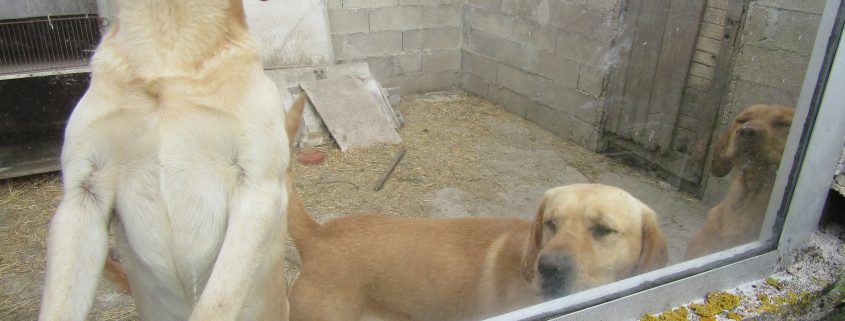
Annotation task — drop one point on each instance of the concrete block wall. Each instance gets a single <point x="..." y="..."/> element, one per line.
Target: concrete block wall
<point x="775" y="43"/>
<point x="544" y="60"/>
<point x="413" y="44"/>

TASK DESCRIPTION — Your task is to output the material word for word while leaving out every image.

RESULT OF THE EXERCISE —
Annotation task — drop one point on each instance of the concrete block wall. Each instance gets a single <point x="..." y="..."/> element, one per line.
Target: concrete block wall
<point x="775" y="43"/>
<point x="544" y="60"/>
<point x="413" y="44"/>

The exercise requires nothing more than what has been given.